SET PROBLEM. Copy everything from the line containing "[spot] the fish tail" down to the end of the data below, reproducing each line without alteration.

PROVIDED DATA.

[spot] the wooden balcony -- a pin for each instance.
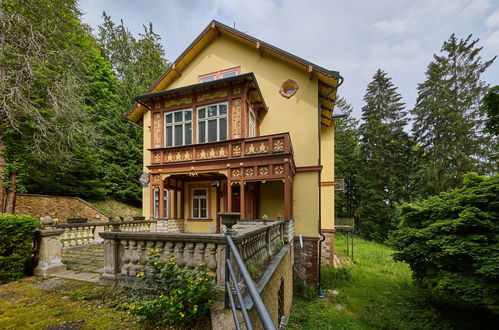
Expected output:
(245, 148)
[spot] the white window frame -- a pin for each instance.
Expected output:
(252, 120)
(199, 198)
(173, 124)
(206, 119)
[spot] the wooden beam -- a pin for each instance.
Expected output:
(214, 27)
(259, 47)
(177, 71)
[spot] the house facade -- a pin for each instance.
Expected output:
(236, 124)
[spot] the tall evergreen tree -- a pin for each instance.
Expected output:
(42, 66)
(346, 158)
(448, 124)
(385, 153)
(137, 63)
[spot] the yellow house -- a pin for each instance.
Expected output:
(236, 124)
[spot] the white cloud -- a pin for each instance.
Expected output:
(493, 20)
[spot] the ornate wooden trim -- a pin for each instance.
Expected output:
(328, 183)
(314, 168)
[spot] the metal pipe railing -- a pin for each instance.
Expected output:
(262, 311)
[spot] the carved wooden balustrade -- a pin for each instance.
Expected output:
(88, 233)
(126, 252)
(230, 149)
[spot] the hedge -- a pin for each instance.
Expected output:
(451, 242)
(16, 245)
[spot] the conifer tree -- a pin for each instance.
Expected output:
(385, 153)
(448, 118)
(346, 159)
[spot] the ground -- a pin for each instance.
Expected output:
(377, 293)
(53, 303)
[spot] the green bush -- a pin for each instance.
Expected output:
(451, 242)
(182, 297)
(16, 239)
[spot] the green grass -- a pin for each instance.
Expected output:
(114, 208)
(377, 293)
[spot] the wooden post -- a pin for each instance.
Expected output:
(229, 196)
(242, 201)
(161, 213)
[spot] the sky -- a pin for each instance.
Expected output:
(354, 37)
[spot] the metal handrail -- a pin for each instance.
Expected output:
(230, 276)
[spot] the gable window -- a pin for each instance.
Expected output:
(252, 124)
(200, 203)
(212, 122)
(178, 128)
(231, 72)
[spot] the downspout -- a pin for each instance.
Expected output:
(319, 162)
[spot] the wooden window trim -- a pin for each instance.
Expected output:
(206, 186)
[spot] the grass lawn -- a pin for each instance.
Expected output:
(377, 293)
(35, 303)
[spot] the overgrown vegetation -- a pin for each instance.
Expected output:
(451, 243)
(378, 293)
(16, 239)
(179, 296)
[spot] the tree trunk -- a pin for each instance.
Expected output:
(2, 189)
(10, 205)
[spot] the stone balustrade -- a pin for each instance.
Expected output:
(88, 233)
(126, 252)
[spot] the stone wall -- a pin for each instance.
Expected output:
(327, 253)
(170, 226)
(58, 207)
(306, 265)
(281, 279)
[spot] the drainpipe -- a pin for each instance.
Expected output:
(319, 162)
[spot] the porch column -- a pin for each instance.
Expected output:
(287, 199)
(229, 196)
(175, 204)
(242, 201)
(161, 213)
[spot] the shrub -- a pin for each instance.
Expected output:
(183, 296)
(16, 241)
(451, 242)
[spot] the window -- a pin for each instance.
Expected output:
(212, 122)
(252, 124)
(165, 203)
(156, 202)
(178, 128)
(220, 74)
(200, 203)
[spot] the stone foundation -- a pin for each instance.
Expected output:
(170, 226)
(327, 253)
(306, 266)
(58, 207)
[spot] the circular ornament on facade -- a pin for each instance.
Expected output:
(289, 88)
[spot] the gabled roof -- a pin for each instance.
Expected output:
(328, 79)
(255, 93)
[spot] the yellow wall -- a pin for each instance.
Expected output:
(271, 199)
(327, 176)
(146, 192)
(296, 115)
(306, 204)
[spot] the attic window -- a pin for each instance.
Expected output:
(231, 72)
(288, 88)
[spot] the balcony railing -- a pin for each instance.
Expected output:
(230, 149)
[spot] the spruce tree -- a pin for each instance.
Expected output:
(346, 159)
(385, 153)
(448, 118)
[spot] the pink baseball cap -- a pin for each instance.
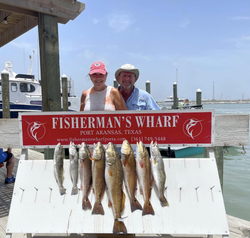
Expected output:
(98, 67)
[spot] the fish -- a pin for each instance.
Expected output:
(58, 168)
(98, 171)
(143, 170)
(73, 157)
(85, 174)
(129, 171)
(158, 171)
(114, 183)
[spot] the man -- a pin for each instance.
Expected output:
(135, 98)
(8, 157)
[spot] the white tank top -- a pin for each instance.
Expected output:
(99, 100)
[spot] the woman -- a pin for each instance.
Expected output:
(101, 97)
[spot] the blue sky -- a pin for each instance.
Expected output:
(207, 41)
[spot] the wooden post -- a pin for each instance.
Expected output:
(148, 86)
(176, 103)
(50, 72)
(218, 152)
(198, 98)
(115, 83)
(5, 94)
(65, 92)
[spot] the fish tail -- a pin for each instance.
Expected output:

EXERCISE RESPONSE.
[spot] the fish tail -- a pin for each instance.
Expected output:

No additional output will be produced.